Exercise task: Could you write out the listing again with every "top-left corner" swapped for "upper-left corner" and nothing else altered?

::: Supplied data :::

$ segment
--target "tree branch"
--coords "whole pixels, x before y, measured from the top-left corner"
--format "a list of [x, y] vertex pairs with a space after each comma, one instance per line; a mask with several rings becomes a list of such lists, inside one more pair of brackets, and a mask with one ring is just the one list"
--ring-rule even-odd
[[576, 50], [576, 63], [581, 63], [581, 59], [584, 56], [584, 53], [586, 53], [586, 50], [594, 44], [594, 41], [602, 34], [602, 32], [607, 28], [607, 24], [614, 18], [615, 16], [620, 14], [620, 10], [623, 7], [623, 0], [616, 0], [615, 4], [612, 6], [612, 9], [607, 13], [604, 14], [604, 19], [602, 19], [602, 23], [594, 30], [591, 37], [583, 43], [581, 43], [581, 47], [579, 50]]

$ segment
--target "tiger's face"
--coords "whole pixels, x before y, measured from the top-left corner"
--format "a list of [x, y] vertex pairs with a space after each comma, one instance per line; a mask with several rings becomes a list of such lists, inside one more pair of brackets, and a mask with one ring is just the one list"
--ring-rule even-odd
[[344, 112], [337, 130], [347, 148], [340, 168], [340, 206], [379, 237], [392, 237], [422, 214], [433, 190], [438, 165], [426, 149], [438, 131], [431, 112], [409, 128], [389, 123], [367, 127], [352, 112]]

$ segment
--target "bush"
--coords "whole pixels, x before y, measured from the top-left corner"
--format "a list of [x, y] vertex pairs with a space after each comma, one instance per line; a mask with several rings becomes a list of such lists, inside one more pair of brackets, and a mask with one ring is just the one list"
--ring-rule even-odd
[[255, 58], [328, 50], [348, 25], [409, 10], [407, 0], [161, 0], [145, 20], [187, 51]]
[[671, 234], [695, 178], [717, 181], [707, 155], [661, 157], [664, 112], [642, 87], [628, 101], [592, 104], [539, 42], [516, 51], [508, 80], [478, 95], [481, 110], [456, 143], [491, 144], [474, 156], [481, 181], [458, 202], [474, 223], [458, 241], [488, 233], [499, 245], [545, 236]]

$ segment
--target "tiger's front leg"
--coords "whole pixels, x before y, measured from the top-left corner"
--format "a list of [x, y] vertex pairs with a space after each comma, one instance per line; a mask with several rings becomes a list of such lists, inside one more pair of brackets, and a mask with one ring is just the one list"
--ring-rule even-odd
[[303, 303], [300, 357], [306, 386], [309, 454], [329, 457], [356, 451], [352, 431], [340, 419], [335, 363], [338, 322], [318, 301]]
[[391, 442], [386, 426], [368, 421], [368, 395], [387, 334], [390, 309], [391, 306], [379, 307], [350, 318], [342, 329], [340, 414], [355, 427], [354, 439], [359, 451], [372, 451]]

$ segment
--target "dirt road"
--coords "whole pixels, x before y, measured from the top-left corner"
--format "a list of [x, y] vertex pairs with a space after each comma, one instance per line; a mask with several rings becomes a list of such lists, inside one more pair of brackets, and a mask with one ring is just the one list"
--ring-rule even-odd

:::

Full solution:
$ segment
--target "tree branch"
--coords "whole pixels, x before y, measured from the upper-left corner"
--format "a list of [x, y] vertex pairs with a space after each comma, one instance per line; a mask with several rings becomes a list of such lists, inside one more pair of brackets, and a mask with one ring is just the one list"
--ring-rule even-odd
[[576, 50], [576, 63], [581, 63], [581, 59], [584, 56], [584, 53], [586, 53], [586, 50], [594, 44], [594, 41], [602, 34], [602, 32], [607, 28], [607, 24], [614, 18], [615, 16], [620, 14], [620, 10], [623, 7], [623, 0], [616, 0], [615, 4], [612, 6], [612, 9], [607, 13], [604, 14], [604, 19], [602, 19], [602, 23], [594, 30], [591, 37], [583, 43], [581, 43], [581, 47], [579, 50]]

$ segment
--target "tiger's face"
--coords "whole pixels, x before y, measured from the upper-left corner"
--format "a list of [x, y] vertex pairs with a space after each comma, one instance per line; a mask with several rings becomes a list of such lists, inside one more pair of brackets, and a mask with one ring is just the one list"
--ring-rule even-odd
[[344, 112], [337, 130], [347, 148], [340, 168], [340, 206], [379, 237], [392, 237], [422, 214], [433, 190], [438, 165], [426, 149], [438, 131], [431, 112], [409, 128], [389, 123], [367, 127], [352, 112]]

$ segment
--target "bush"
--coords "whole pixels, x before y, measured from the upper-left corner"
--format "a list of [x, y] vertex pairs with a space after each comma, one instance per line; a mask with several rings becomes a list of such lists, inside one more pair of brackets, and a mask with one ring is just the one list"
--ring-rule even-odd
[[255, 58], [328, 50], [348, 25], [409, 10], [407, 0], [161, 0], [145, 20], [187, 51]]
[[671, 234], [695, 178], [717, 181], [707, 155], [661, 157], [664, 112], [642, 87], [628, 101], [592, 104], [539, 42], [516, 51], [508, 80], [478, 95], [481, 110], [456, 143], [491, 144], [474, 156], [481, 181], [458, 202], [474, 223], [458, 241], [488, 233], [499, 245], [545, 236]]

$ segment
--target "tiger's front leg"
--coords "whole pixels, x before y, measured from the upper-left corner"
--format "a list of [x, y] vertex pairs with a space after each comma, one instance per line; a mask with several rings becomes a list of such lists, inside one more pair of brackets, and a mask with one ring is just the one list"
--ring-rule even-odd
[[303, 303], [300, 357], [306, 386], [309, 454], [329, 457], [356, 451], [352, 431], [340, 419], [335, 363], [338, 322], [318, 301]]
[[391, 442], [386, 426], [368, 421], [368, 395], [387, 334], [390, 309], [391, 306], [379, 307], [350, 318], [342, 329], [340, 414], [355, 427], [354, 439], [359, 451], [372, 451]]

$ segment
--target "dirt road"
--coords "whole pixels, x before y, measured from the upper-left corner"
--format "a list of [x, y] vertex pairs with a space after each comma, one instance per line; a mask with several rings becomes a list of such lists, inside one more pair of brackets, and a mask with one ring is just the one list"
--ring-rule even-odd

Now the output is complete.